● Lista de exercícios:
• a. Segundo o texto sobre a contrarreforma agrária no Brasil, em que universidade foi feito o mestrado sanduíche?
• b. Reproduza fielmente o trecho do texto sobre a contrarreforma agrária no Brasil que vai de "Professor de Geografia" até "e em Alagoas.", incluindo ambos.

● Texto de referência:
----------------------------------------
A CONTRARREFORMA AGRÁRIA NO BRASIL DO SÉCULO XXI: notas sobre a espacialização dos assentamentos rurais e a (re)criação do campesinato assentado no campo alagoano (I)



Professor de Geografia do Instituto Federal de Alagoas - Campus Piranhas (2015). Doutorando no Programa de Pós-Graduação em Geografia da Universidade Federal de Pernambuco (2015). Mestre em Geografia pela Universidade Federal da Paraíba (2015), com mestrado sanduíche na Universidade Federal de Sergipe (2014). Graduado em Licenciatura Plena em Geografia pela Universidade Estadual do Ceará (2011) e Graduado em Tecnólogo em Recursos Hídricos/Irrigação pelo Instituto Centro de Ensino Tecnológico – CENTEC (2004). Pesquisador membro do Laboratório de Pesquisas e Estudos sobre o Espaço Agrário e Campesinato e do Núcleo de Agroecologia, ambos do PPGEO/UFPE. Atualmente concentra os estudos sobre a questão agrária no Brasil e em Alagoas.




A CONTRARREFORMA AGRÁRIA NO BRASIL DO SÉCULO XXI: notas sobre a espacialização dos assentamentos rurais e a (re)criação do campesinato assentado no campo alagoano (I)
----------------------------------------
● Exemplos de rotulagem de pontos:
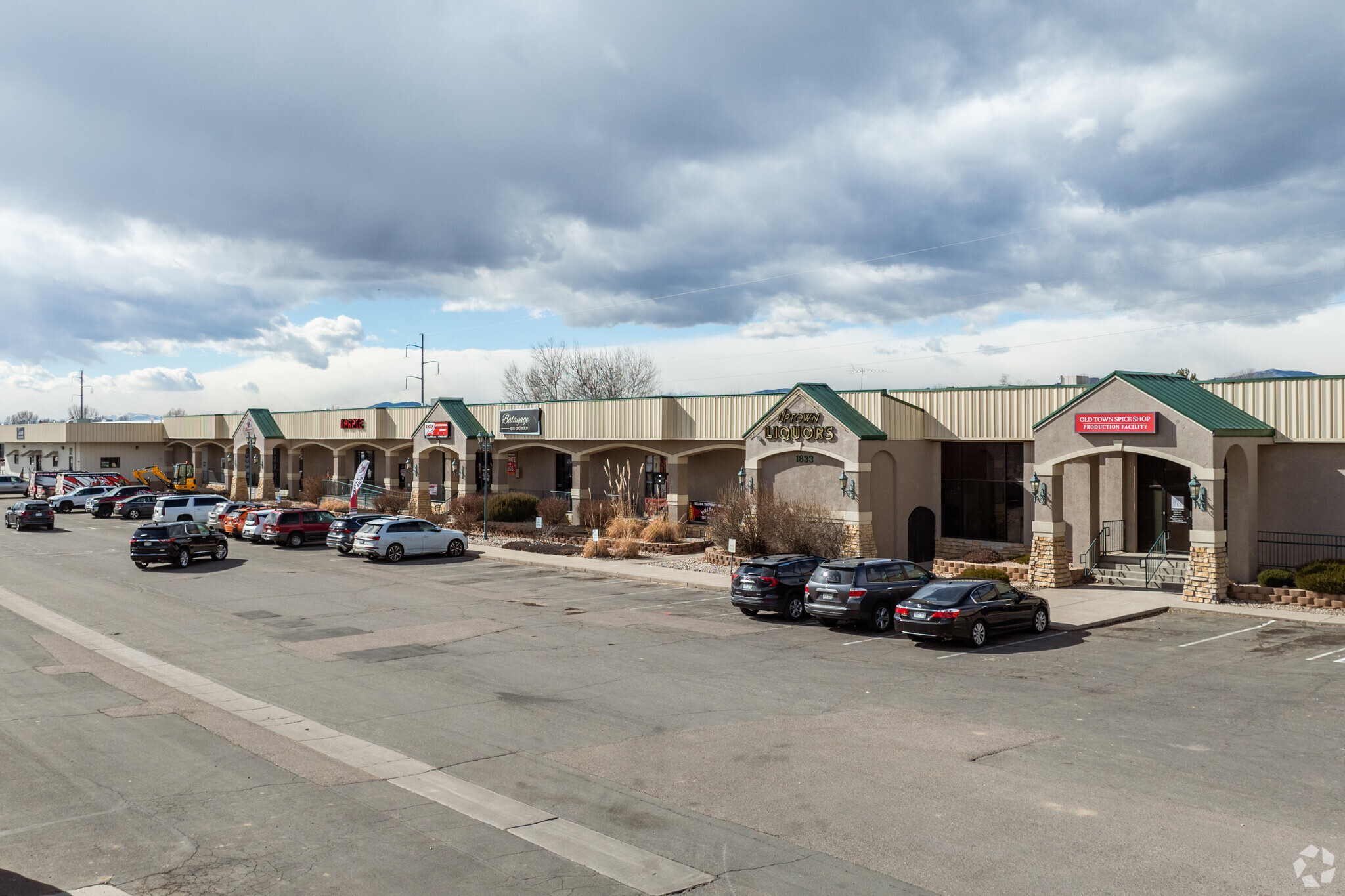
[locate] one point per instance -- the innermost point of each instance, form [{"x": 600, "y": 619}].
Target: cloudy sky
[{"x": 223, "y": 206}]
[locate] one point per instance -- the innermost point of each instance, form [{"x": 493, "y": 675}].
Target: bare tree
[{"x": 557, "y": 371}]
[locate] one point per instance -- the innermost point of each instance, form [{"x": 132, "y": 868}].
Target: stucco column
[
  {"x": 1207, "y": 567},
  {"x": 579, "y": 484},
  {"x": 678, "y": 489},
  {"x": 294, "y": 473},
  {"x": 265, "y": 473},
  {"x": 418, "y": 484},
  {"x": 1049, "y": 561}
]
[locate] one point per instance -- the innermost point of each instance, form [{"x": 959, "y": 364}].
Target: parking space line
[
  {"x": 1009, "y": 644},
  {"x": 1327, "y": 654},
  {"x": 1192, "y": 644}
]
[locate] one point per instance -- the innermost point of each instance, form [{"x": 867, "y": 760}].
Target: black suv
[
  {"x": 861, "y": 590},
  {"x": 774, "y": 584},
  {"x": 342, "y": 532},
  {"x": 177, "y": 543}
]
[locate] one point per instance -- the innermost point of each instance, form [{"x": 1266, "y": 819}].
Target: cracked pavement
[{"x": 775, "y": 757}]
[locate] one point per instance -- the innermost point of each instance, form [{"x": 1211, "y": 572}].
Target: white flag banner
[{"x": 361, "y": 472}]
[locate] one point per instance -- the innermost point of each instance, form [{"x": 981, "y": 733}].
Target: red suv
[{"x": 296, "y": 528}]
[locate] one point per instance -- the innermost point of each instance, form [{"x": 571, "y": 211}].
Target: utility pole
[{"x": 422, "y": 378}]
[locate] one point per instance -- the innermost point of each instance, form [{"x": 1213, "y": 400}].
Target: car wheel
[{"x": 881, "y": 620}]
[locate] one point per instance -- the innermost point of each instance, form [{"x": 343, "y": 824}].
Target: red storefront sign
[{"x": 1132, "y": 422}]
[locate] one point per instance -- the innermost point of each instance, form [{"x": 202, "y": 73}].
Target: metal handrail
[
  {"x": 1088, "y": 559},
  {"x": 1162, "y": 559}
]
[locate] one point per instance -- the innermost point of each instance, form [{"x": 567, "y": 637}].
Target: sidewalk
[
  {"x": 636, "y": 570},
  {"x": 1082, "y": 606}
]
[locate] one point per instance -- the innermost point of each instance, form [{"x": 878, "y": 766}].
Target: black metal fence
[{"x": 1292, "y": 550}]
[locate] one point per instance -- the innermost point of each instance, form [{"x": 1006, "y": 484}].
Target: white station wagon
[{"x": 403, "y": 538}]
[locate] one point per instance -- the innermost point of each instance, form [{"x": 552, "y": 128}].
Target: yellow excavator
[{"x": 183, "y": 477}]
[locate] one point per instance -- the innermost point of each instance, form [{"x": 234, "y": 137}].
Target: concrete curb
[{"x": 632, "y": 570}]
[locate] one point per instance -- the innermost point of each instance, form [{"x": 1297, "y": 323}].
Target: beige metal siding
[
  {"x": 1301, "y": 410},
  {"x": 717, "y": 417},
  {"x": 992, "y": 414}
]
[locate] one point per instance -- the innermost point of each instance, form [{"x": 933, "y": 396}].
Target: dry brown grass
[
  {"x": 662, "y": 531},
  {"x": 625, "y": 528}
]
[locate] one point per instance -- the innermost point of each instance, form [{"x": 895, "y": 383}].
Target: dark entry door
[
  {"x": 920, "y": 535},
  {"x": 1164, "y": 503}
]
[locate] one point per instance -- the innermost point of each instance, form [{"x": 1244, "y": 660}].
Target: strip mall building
----------------------------------------
● Respostas:
• a. Na Universidade Federal de Sergipe, em 2014.

• b.
Professor de Geografia do Instituto Federal de Alagoas - Campus Piranhas (2015). Doutorando no Programa de Pós-Graduação em Geografia da Universidade Federal de Pernambuco (2015). Mestre em Geografia pela Universidade Federal da Paraíba (2015), com mestrado sanduíche na Universidade Federal de Sergipe (2014). Graduado em Licenciatura Plena em Geografia pela Universidade Estadual do Ceará (2011) e Graduado em Tecnólogo em Recursos Hídricos/Irrigação pelo Instituto Centro de Ensino Tecnológico – CENTEC (2004). Pesquisador membro do Laboratório de Pesquisas e Estudos sobre o Espaço Agrário e Campesinato e do Núcleo de Agroecologia, ambos do PPGEO/UFPE. Atualmente concentra os estudos sobre a questão agrária no Brasil e em Alagoas.